Assignment: Look through the entries below and return all lines including the word "bowl".

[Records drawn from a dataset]

····················

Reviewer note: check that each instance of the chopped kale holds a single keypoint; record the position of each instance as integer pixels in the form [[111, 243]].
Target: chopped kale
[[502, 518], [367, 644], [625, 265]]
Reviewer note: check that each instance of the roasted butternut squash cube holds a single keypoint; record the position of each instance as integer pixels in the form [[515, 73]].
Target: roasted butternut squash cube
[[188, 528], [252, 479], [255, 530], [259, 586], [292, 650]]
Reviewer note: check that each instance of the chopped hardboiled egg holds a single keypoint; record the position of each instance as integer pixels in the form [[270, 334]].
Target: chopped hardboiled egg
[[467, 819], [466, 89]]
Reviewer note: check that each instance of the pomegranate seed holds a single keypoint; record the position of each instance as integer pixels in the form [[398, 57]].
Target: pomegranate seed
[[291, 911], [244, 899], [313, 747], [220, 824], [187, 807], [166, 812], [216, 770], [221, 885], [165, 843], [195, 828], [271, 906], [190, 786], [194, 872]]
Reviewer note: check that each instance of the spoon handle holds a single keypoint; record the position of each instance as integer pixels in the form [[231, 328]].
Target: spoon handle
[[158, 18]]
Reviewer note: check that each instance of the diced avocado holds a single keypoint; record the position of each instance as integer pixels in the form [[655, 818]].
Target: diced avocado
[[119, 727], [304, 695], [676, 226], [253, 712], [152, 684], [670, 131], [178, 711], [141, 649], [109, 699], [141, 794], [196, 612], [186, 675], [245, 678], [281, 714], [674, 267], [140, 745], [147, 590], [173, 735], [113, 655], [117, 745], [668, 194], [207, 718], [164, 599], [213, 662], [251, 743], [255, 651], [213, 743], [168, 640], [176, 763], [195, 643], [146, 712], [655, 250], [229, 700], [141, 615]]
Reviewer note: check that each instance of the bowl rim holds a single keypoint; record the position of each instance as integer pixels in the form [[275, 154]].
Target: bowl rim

····················

Task solution:
Reviewer note: check that each instance of the bowl rim holds a single keypoint; record the position of each instance as integer pixels in the form [[275, 154]].
Target: bowl rim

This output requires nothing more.